• Exercise: Starting with the line that contains "Would you be able to point at the white line" and stopping after the line that contains "Would you be able to point at the cloud in", copy the entries below exactly. Include nothing else.

-=-=-=-=-

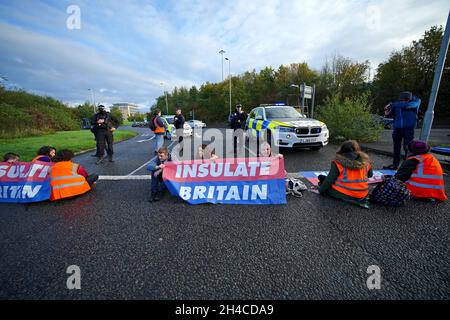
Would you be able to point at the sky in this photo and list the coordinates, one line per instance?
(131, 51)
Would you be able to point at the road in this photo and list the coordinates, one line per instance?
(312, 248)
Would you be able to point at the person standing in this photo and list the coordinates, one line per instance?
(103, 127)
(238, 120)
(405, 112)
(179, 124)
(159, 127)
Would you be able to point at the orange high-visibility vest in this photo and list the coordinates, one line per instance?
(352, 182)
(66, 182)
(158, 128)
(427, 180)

-=-=-=-=-

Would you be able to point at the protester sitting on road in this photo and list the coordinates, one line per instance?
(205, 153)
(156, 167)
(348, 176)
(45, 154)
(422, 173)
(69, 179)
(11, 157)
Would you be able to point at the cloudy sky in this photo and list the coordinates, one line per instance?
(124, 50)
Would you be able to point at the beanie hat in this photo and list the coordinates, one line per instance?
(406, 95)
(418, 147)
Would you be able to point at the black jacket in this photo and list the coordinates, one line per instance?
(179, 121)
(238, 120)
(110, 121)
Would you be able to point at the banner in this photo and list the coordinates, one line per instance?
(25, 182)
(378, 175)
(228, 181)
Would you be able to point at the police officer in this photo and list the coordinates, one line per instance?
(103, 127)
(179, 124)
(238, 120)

-=-=-=-=-

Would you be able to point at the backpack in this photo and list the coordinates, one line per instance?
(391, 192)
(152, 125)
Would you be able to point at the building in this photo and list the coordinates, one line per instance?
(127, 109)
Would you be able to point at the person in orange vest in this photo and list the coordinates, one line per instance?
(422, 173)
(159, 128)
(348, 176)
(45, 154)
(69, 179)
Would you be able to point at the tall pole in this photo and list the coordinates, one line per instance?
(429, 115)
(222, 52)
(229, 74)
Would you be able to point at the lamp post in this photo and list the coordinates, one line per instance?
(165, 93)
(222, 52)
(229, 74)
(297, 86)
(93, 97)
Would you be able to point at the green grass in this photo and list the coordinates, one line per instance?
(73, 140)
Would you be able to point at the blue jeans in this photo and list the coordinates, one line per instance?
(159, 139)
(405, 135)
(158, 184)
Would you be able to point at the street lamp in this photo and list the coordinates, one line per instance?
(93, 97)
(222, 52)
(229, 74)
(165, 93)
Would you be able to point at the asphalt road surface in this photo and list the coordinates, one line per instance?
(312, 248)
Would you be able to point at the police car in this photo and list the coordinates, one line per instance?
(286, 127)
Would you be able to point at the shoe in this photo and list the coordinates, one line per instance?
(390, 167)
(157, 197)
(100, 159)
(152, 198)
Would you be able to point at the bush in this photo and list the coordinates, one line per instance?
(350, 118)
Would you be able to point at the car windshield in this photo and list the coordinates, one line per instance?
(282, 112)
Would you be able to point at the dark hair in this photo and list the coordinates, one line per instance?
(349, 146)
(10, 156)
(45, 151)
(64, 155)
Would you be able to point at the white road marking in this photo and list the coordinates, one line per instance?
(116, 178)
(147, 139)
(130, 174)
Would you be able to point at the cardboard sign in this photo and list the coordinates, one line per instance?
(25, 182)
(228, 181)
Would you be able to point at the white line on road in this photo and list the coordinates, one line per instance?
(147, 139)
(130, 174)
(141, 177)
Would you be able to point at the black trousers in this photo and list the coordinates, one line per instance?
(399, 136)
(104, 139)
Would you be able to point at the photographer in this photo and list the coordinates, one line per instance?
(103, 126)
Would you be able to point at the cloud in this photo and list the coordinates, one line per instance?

-=-=-=-=-

• Result for this exercise:
Would you be able to point at the white line on road in this photo and list the coordinates, one line per instance?
(147, 139)
(130, 174)
(141, 177)
Would you be able to point at the black trousers in this photo and list the coordinates, one line per instance?
(399, 136)
(104, 139)
Would you be able to point at the photographer in this photo and list the coordinates, one line per instance?
(103, 126)
Would you be able to point at the cloud in this photo and list the coordinates, one line per instance?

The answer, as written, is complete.